- _Task prompt_
The records come next. Copy all of them exactly.

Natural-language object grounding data
★ ★ ★ ★
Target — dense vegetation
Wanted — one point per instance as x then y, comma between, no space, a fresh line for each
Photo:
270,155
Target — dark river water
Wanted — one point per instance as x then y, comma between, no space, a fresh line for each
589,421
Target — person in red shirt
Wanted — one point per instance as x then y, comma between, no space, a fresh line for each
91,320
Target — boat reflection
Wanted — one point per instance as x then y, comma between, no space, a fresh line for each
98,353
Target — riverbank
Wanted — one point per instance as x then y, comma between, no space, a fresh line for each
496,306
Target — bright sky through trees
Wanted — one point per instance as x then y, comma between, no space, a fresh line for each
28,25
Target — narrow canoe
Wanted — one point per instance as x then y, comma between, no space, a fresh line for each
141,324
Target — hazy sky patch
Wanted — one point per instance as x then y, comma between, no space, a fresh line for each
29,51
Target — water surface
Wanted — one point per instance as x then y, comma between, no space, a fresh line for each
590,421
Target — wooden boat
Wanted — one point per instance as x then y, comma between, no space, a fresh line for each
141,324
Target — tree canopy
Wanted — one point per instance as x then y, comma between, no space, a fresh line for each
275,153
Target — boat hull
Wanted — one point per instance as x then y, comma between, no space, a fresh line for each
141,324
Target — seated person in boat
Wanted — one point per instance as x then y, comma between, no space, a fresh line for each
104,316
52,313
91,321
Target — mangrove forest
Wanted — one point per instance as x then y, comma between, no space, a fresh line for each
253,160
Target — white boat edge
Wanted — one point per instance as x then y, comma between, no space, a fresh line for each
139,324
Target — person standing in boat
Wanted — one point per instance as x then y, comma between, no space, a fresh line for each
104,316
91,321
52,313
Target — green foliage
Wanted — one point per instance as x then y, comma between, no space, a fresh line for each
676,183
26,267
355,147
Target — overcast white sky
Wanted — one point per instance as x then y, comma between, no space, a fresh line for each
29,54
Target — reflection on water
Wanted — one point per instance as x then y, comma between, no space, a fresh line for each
★ ★ ★ ★
- _Exercise response_
Target — dense vegetation
Wanted — one point per instance as x then y, comma between, no space, a fresh line for each
Photo:
270,155
Target — dark river water
Wanted — one point per instance as x then y, comma between, no space, a fresh line for each
589,421
Target — person in red shirt
Wanted — one point per instance as x then y, comma between, no space, a fresh line for each
91,320
Target — boat reflection
Wanted — one point per instance as x then y, comma between, no space, a fresh line for each
98,353
Target — riverbank
Wanted — one point per instance as x then y, comma between, no space, a fresh line for each
496,306
Target — bright sky through trees
Wanted — one point per instance as x then y, comma between, no space, a fresh line for each
28,25
Target — narrow canoe
Wanted — one point per instance as x then y, comma between, no space, a fresh line for each
141,324
Target — hazy sky patch
Wanted — one point per instance as x then y, comma between, no space, a fresh line for each
29,51
Target — water surface
Wanted — one point per instance as x then y, comma between, no space, a fresh line for each
590,421
Target — wooden boat
Wanted — one point per instance as x then y, comma between, no space, a fresh line for each
141,324
Target — tree canopy
Wanted — one point per instance as x then y, comma between, no space, a fresh line for each
275,153
Target — boat hull
Wanted — one point per instance as x then y, comma between, no space, a fresh line for each
141,324
Target — seated person in boat
Wanted — one point per instance as x then y, comma between, no space, a fresh line for each
104,316
52,313
91,321
Target — mangrove forest
Wanted — one point per instance as x then y, comma between, no space, a fresh line for each
253,160
Target — white boat edge
Wanted — one point per instance as x then y, comma between, no space, a fresh line for each
139,324
Target — person standing in boat
Wanted — one point per instance as x then y, comma between, no space, a fresh line for each
104,316
91,321
52,313
Target — green foliage
Wanted — one point per instance as x then y, comma between, no space, a fresh line for each
676,183
26,267
355,147
Target — overcast white sky
Wanted — one point per instance as x then y, comma between, no space, a fresh line for each
29,54
Target — reflection on water
Wanted — one point per instance as x then y, comma between, no space, a fresh line for each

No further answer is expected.